SET PROBLEM 1:
Transcribe the passage from the forum post on 3D television displays, starting with "For example, you" and going on through "width, and *time*.".
SET PROBLEM 2:
Translate the following sentence from the forum post on 3D television displays into Spanish: "Also, I'd like to say that I really like your articles, as they are much more in-depth than most of the stuff out there."

Post by BuyTheNumbers »

To start with, my current TV is a Sony flatscreen (Trinitron CRT), so I don't have any strong vendor bias. Also, I'd like to say that I really like your articles, as they are much more in-depth than most of the stuff out there. However, you definitely have an "active" bias.

For example, you state that no passive 1080p TVs currently display simultaneous 1080p images, instead displaying a 1920x540 for each eye. That's true, but technically no shutter glass (SG) tv does either: they display a 1920x1080 for one eye and a 0x0 (black screen) for the other eye. You really have to think in three dimensions: lenth, width, and *time*.

So if the source video is 2x 1920x1080 x 30Hz, and your SG glasses are at the same 30Hz frequency, then you lose half the data because you are playing back at 1x 1920x1080 x 30hz. If your TV and glasses are at 60Hz or higher, then you are fine. Simirlarly, if you have a passive system at 60Hz then you are playing back at 2x 1920x540 x 60Hz and again you can get all the data.

DATASET EXTRACT:
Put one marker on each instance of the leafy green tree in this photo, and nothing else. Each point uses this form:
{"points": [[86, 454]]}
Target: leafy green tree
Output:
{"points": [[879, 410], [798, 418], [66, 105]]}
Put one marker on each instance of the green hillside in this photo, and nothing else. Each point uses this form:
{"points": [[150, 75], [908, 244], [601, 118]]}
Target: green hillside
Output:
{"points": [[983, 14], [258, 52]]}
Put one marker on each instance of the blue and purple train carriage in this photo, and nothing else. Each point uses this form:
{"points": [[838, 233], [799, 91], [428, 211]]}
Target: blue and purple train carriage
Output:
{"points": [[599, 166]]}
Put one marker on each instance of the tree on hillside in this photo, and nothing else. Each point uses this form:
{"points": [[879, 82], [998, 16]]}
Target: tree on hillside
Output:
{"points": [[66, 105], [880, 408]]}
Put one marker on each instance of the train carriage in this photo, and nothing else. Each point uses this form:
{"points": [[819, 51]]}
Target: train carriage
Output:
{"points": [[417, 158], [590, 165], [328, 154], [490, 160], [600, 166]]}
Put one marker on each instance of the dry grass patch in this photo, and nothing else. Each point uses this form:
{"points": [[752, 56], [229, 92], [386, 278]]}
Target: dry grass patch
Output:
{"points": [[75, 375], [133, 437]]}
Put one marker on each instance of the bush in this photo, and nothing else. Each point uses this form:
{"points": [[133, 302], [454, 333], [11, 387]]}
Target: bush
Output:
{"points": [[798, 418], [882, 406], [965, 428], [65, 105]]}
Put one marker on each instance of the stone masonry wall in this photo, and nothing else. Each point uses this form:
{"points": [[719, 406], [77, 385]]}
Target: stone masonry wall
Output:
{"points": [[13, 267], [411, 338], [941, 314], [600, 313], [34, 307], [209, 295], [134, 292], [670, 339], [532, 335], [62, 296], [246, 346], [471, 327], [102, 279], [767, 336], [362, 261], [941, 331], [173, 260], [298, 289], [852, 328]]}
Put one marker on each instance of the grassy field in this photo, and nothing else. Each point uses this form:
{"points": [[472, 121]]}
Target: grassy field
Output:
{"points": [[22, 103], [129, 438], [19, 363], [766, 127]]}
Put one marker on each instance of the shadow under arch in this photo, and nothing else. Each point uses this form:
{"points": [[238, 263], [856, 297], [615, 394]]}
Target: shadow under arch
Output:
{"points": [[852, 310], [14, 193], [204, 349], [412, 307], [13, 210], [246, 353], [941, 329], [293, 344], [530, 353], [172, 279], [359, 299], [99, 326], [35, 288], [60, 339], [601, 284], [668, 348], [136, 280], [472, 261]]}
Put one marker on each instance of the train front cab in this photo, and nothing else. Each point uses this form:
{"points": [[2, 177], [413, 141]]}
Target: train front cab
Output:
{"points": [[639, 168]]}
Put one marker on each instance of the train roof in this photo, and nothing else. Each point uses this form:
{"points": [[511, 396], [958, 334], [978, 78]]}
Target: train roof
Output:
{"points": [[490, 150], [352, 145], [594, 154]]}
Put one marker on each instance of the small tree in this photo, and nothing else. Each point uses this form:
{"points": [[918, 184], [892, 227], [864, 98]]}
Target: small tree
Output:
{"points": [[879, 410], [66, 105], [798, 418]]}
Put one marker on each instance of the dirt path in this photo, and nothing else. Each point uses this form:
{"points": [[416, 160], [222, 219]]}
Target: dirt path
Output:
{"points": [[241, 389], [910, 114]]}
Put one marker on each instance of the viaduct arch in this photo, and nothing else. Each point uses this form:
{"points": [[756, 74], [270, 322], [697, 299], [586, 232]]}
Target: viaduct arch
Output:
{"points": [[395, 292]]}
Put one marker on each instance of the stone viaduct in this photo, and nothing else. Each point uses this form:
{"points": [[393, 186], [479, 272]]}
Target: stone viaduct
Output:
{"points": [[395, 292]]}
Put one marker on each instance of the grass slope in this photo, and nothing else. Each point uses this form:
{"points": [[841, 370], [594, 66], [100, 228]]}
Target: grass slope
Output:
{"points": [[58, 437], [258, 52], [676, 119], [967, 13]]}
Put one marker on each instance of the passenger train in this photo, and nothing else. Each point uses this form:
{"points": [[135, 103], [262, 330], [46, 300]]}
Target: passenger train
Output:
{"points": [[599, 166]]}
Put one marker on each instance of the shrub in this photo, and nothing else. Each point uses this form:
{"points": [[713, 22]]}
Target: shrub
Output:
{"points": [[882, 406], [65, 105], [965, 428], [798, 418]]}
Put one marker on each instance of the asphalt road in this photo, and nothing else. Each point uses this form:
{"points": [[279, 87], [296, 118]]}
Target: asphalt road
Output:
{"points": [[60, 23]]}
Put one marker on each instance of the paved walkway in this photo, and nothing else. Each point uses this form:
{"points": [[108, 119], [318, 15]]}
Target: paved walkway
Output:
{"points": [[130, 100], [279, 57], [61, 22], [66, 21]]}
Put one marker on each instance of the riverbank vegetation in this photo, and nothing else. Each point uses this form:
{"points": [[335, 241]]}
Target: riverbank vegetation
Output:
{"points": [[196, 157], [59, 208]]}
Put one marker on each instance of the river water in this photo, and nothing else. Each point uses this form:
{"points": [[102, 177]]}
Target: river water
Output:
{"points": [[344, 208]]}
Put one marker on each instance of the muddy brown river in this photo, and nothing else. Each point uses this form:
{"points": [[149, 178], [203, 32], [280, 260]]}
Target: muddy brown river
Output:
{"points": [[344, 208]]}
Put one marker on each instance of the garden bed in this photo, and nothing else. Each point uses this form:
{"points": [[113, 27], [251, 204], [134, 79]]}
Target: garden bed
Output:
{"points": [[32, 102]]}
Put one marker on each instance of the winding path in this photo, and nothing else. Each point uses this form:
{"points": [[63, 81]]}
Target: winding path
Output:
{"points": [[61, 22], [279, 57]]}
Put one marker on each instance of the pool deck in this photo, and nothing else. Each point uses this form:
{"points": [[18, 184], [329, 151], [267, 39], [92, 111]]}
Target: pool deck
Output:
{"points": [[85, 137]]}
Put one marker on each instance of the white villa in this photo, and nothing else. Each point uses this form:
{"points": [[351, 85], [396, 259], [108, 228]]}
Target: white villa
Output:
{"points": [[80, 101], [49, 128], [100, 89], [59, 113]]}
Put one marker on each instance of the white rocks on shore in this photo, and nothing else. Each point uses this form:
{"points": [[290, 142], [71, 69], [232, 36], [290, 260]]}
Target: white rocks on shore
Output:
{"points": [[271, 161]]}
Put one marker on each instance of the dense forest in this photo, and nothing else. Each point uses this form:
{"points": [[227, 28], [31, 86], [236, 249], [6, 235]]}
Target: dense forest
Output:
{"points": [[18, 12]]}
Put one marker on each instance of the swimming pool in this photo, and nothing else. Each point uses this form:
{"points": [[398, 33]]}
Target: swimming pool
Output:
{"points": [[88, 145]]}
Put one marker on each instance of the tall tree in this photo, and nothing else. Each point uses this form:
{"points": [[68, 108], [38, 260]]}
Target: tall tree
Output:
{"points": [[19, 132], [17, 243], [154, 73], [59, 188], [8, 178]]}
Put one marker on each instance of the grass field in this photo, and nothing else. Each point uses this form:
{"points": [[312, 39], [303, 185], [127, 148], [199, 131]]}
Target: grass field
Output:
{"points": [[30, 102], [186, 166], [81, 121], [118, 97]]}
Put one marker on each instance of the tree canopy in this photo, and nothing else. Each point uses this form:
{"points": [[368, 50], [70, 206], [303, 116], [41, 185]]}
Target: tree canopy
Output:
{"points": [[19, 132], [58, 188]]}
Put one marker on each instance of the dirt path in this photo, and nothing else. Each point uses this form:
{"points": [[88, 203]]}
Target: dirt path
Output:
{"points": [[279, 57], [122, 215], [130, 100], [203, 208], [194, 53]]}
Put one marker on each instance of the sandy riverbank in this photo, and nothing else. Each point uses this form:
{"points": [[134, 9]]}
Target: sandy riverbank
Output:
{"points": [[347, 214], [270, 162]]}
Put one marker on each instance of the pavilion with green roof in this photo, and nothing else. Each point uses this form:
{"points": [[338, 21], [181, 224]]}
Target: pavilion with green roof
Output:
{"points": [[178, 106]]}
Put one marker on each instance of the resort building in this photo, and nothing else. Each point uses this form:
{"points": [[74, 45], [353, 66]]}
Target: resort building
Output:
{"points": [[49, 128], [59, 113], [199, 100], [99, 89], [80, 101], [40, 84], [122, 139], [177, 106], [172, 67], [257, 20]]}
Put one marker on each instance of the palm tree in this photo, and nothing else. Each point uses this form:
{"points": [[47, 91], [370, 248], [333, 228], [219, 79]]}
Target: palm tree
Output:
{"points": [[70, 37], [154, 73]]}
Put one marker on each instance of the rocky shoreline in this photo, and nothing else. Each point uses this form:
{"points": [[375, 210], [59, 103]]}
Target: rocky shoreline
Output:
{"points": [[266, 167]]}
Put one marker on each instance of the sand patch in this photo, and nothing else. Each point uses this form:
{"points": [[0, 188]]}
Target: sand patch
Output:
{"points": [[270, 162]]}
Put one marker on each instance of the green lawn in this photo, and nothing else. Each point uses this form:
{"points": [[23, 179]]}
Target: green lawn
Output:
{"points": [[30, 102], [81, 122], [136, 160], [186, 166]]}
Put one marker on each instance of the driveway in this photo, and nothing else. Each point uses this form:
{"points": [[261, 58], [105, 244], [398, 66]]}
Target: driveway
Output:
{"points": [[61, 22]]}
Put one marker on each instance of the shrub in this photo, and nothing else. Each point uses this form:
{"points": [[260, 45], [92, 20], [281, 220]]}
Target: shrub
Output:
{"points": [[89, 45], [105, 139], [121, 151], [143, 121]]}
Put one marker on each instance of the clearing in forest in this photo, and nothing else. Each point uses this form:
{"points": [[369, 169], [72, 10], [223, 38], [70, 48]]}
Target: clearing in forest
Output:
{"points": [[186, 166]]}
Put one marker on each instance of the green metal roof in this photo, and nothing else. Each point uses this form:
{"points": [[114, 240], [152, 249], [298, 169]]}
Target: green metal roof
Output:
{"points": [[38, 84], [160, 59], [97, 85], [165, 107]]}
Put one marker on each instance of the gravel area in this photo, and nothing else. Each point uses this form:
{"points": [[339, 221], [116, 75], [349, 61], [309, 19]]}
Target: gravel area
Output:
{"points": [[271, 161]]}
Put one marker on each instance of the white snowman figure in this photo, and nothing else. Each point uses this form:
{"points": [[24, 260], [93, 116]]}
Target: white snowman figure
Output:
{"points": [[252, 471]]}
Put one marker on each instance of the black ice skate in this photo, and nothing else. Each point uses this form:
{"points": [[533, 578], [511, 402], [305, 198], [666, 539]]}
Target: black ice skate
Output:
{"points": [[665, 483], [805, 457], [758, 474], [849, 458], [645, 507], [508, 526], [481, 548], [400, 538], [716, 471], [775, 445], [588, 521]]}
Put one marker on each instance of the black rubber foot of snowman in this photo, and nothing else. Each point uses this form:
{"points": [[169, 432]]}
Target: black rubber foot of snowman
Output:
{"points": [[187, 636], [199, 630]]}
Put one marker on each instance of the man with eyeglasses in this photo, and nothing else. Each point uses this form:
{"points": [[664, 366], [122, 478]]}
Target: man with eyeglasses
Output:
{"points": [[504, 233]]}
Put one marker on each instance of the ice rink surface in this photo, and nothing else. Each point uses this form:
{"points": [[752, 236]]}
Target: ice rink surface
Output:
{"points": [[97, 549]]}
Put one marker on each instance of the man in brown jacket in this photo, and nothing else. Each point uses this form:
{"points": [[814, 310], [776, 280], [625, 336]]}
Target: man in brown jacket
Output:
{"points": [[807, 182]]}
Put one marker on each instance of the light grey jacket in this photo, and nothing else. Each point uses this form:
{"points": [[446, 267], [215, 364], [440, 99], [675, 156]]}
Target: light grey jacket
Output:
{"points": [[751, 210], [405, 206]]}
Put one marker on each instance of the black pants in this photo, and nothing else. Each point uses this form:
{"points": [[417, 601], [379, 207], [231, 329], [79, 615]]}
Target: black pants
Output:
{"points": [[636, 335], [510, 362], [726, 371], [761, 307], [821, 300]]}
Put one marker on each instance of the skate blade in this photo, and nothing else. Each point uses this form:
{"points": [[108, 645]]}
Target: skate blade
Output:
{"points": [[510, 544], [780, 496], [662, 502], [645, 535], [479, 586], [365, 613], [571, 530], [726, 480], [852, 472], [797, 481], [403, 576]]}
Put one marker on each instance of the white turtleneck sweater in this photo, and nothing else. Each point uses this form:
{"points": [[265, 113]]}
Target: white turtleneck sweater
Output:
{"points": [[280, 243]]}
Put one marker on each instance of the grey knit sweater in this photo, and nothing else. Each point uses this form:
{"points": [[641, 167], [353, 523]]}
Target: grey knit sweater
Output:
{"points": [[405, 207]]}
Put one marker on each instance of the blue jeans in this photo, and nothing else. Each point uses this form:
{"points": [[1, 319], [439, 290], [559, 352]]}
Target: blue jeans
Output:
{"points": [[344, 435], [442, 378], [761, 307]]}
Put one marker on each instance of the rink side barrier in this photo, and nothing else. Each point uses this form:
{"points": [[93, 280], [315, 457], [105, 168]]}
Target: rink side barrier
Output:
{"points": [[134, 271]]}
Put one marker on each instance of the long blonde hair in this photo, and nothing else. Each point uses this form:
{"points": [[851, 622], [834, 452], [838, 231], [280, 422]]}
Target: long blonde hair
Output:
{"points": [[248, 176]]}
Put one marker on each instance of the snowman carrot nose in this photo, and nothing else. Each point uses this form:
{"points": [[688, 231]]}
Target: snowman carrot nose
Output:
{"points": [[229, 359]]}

WRITTEN SOLUTION 1:
For example, you state that no passive 1080p TVs currently display simultaneous 1080p images, instead displaying a 1920x540 for each eye. That's true, but technically no shutter glass (SG) tv does either: they display a 1920x1080 for one eye and a 0x0 (black screen) for the other eye. You really have to think in three dimensions: lenth, width, and *time*.

WRITTEN SOLUTION 2:
Además, me gustaría decir que me gustan mucho tus artículos, ya que son mucho más detallados que la mayoría de lo que hay por ahí.